Exercise requirements ▸
Rewrite the records with every "wheel rim" changed to "hubcap" and nothing else altered, and leave the pictures out of your answer.

Task inputs ▸
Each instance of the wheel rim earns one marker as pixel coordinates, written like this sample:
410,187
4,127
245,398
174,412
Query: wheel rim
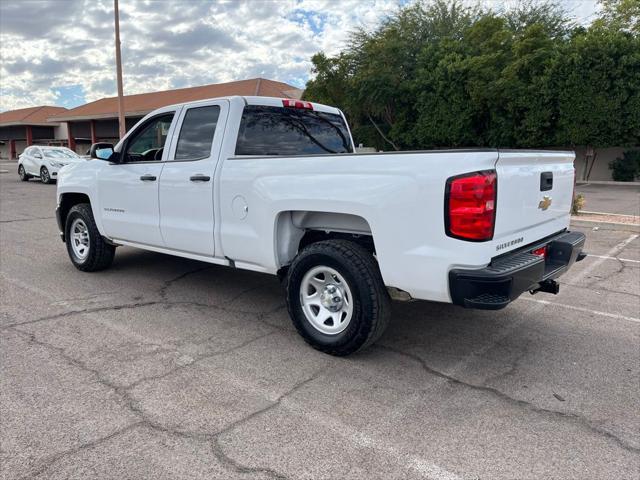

Answer for this exercise ▸
Each instance of the hubcap earns one marker as pixel coordinates, written like this sample:
410,187
4,127
245,398
174,412
Query: hubcap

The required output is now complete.